Rewrite the lines below as a numbered list, skipping any blank lines.

>>>>

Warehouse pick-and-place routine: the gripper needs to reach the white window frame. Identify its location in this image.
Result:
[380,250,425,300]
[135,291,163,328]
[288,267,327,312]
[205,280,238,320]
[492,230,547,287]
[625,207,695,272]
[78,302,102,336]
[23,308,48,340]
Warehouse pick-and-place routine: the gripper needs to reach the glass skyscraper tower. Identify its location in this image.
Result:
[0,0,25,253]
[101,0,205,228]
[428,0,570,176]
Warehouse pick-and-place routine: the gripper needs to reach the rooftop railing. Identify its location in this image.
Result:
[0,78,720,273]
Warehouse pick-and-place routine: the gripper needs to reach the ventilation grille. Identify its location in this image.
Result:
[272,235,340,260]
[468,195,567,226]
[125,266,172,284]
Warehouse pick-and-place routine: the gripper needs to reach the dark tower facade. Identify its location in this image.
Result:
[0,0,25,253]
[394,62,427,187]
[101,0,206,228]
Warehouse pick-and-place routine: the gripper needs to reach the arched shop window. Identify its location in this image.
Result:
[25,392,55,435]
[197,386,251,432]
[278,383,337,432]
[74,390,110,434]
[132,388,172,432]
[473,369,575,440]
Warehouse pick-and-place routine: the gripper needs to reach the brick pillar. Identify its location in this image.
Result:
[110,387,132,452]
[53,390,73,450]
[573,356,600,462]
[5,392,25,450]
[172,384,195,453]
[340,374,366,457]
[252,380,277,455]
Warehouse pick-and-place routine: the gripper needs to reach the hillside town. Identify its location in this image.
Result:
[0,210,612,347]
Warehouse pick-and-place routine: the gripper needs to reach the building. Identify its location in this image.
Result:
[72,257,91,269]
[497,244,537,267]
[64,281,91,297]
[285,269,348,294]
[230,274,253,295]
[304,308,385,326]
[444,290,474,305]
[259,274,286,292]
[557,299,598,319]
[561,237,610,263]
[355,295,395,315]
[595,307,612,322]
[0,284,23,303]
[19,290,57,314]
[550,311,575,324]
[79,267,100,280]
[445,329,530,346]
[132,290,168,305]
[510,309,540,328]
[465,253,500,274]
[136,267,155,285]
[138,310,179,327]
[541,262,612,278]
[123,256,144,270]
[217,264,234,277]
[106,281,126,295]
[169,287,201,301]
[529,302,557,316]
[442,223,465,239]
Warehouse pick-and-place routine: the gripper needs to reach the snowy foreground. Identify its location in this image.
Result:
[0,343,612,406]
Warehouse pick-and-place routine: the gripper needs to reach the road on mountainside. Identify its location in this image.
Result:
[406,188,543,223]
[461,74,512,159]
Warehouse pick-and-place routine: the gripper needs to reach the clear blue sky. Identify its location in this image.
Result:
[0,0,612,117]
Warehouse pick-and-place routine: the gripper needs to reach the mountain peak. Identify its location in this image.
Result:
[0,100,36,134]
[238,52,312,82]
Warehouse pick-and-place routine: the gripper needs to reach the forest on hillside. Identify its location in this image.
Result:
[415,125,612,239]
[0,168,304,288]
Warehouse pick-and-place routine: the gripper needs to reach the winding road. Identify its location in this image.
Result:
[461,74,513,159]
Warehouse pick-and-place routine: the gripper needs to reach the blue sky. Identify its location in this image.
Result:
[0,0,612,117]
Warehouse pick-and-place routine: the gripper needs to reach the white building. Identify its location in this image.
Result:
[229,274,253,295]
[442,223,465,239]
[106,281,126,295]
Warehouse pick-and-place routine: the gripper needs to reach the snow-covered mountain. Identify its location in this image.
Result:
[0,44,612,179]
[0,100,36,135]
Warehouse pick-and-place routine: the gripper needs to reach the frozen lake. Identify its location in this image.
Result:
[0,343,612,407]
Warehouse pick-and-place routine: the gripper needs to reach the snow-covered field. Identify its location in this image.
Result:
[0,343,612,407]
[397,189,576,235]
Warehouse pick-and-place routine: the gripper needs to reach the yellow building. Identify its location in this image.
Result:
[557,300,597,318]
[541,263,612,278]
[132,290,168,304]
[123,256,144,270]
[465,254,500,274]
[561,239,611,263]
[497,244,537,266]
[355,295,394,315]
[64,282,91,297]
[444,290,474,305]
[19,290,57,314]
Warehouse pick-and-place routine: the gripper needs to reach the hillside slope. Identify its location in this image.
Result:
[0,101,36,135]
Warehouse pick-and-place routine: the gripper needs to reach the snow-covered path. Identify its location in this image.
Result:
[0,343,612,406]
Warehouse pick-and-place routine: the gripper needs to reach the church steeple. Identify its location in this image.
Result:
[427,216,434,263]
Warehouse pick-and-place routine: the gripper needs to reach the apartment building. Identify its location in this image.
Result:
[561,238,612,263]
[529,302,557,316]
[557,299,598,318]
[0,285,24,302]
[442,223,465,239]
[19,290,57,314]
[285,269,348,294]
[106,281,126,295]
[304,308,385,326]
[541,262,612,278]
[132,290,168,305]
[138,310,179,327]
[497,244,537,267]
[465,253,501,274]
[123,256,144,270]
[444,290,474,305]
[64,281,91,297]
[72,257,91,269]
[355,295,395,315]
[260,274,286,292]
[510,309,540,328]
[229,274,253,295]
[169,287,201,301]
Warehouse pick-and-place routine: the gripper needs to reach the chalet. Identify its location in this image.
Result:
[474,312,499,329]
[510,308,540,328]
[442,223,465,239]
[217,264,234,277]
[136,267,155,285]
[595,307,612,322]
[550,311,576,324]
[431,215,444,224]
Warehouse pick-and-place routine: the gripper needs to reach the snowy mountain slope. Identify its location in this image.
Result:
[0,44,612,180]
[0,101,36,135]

<<<<

● **Written reply**
1. Warehouse pick-and-place routine: the gripper needs to reach the white window frame. Identify its location in this image.
2. Result:
3. [380,250,425,300]
4. [135,291,163,328]
5. [288,267,327,312]
6. [205,280,238,320]
7. [492,230,547,287]
8. [625,207,695,272]
9. [78,302,102,336]
10. [23,308,48,340]
11. Warehouse pick-and-place routine: the gripper needs to reach the glass skyscraper tower. Identify its location in this image.
12. Result:
13. [0,0,25,253]
14. [101,0,205,228]
15. [428,0,570,176]
16. Warehouse pick-and-place routine: the gripper needs to reach the rooftop railing. Identify its location in this image.
17. Result:
18. [0,78,720,273]
19. Warehouse pick-and-place routine: the gripper needs to reach the ventilation grille. Identify its location in this image.
20. Result:
21. [272,235,340,260]
22. [468,195,567,226]
23. [125,266,172,284]
24. Warehouse pick-and-place routine: the gripper needs to reach the dark tower facade. Identify its location in this image.
25. Result:
26. [0,0,25,253]
27. [394,62,427,187]
28. [101,0,206,228]
29. Warehouse pick-and-place routine: the gripper needs to reach the arched shop window. Identify its location in this image.
30. Result:
31. [25,392,55,435]
32. [197,386,251,432]
33. [278,383,337,432]
34. [74,390,110,434]
35. [132,388,172,432]
36. [473,369,575,440]
37. Warehouse pick-and-place routine: the gripper needs to reach the brick pillar. Identify its location in this image.
38. Result:
39. [110,387,132,452]
40. [53,390,73,450]
41. [573,356,600,462]
42. [5,392,25,450]
43. [172,384,195,453]
44. [340,374,366,457]
45. [252,380,277,455]
46. Warehouse pick-and-place routine: the gripper needs to reach the hillside town. Identify its location in this image.
47. Result:
48. [0,210,612,347]
49. Warehouse pick-and-place routine: the gripper needs to reach the building. Identify its location in this image.
50. Result:
51. [72,257,91,269]
52. [497,244,537,267]
53. [64,281,91,297]
54. [285,269,348,294]
55. [230,274,253,295]
56. [304,308,385,326]
57. [444,290,474,305]
58. [259,274,286,292]
59. [557,299,598,319]
60. [561,237,610,263]
61. [355,295,395,315]
62. [595,307,612,322]
63. [0,284,23,303]
64. [19,290,57,314]
65. [550,311,575,324]
66. [79,267,100,280]
67. [445,329,530,346]
68. [132,290,168,305]
69. [510,309,540,328]
70. [465,253,500,274]
71. [136,267,155,285]
72. [138,310,179,327]
73. [541,262,612,278]
74. [123,256,144,270]
75. [217,264,234,277]
76. [106,281,126,295]
77. [169,287,201,301]
78. [529,302,557,316]
79. [442,223,465,239]
80. Warehouse pick-and-place routine: the gripper needs to reach the snowy foreground. Identify its location in this image.
81. Result:
82. [0,343,612,406]
83. Warehouse pick-and-place routine: the gripper needs to reach the road on mountainside. Identify its location in this image.
84. Result:
85. [406,188,543,223]
86. [461,74,512,159]
87. Warehouse pick-and-place routine: the gripper needs to reach the clear blue sky. Identify its location in this image.
88. Result:
89. [0,0,612,117]
90. Warehouse pick-and-place routine: the gripper needs to reach the mountain peak. Identify its location in this image.
91. Result:
92. [0,100,36,134]
93. [238,52,312,82]
94. Warehouse pick-and-place routine: the gripper needs to reach the forest on hillside. Identify its location in this image.
95. Result:
96. [415,125,612,239]
97. [0,168,304,288]
98. Warehouse pick-and-place routine: the gripper needs to reach the winding road. Identify its location in this image.
99. Result:
100. [461,74,513,159]
101. Warehouse pick-and-place routine: the gripper needs to reach the blue sky. Identify its location in this image.
102. Result:
103. [0,0,612,117]
104. Warehouse pick-and-place routine: the gripper needs to reach the white building. Identify its location in this image.
105. Result:
106. [229,274,253,295]
107. [442,223,465,239]
108. [106,281,126,295]
109. Warehouse pick-and-place routine: the gripper needs to reach the snow-covered mountain. Identify its location in this image.
110. Result:
111. [0,44,612,179]
112. [0,100,36,135]
113. Warehouse pick-and-place routine: the gripper needs to reach the frozen lake. Identify its location in this image.
114. Result:
115. [0,343,612,407]
116. Warehouse pick-and-place routine: the gripper needs to reach the snow-covered field. Identify its location in this image.
117. Result:
118. [0,343,612,407]
119. [397,189,576,235]
120. Warehouse pick-and-place routine: the gripper needs to reach the yellow building. Identify its location in this image.
121. Result:
122. [557,300,597,318]
123. [541,263,612,278]
124. [132,290,168,304]
125. [123,256,144,270]
126. [465,254,500,274]
127. [561,239,611,263]
128. [497,244,537,266]
129. [355,295,394,315]
130. [64,282,91,297]
131. [444,290,474,305]
132. [19,290,57,314]
133. Warehouse pick-and-place routine: the gripper needs to reach the hillside slope. Identify its location in this image.
134. Result:
135. [0,101,36,135]
136. Warehouse pick-and-place routine: the gripper needs to reach the snow-covered path. Identify its location in this image.
137. Result:
138. [0,343,612,406]
139. Warehouse pick-and-place routine: the gripper needs to reach the church steeple. Identify its location in this image.
140. Result:
141. [427,216,434,263]
142. Warehouse pick-and-place routine: the gripper needs to reach the apartment building. Identify its location in this image.
143. Result:
144. [561,238,612,263]
145. [529,302,557,316]
146. [557,299,598,318]
147. [0,285,24,302]
148. [442,223,465,239]
149. [19,290,57,314]
150. [285,269,348,294]
151. [106,281,126,295]
152. [304,308,385,326]
153. [541,262,612,278]
154. [132,290,168,305]
155. [138,310,179,327]
156. [497,244,537,267]
157. [465,253,501,274]
158. [123,256,144,270]
159. [444,290,474,305]
160. [64,281,91,297]
161. [72,257,91,269]
162. [355,295,395,315]
163. [260,274,286,292]
164. [510,309,540,328]
165. [229,274,253,295]
166. [169,287,201,301]
167. Warehouse pick-and-place routine: the gripper needs to reach the chalet. Identify its location in this image.
168. Result:
169. [474,312,499,329]
170. [510,308,540,328]
171. [442,223,465,239]
172. [217,264,234,277]
173. [136,267,155,285]
174. [595,307,612,322]
175. [550,311,576,324]
176. [431,215,444,224]
177. Warehouse pick-and-place routine: the gripper needs to reach the snowy mountain slope. Identify its location in this image.
178. Result:
179. [0,44,612,180]
180. [0,101,36,135]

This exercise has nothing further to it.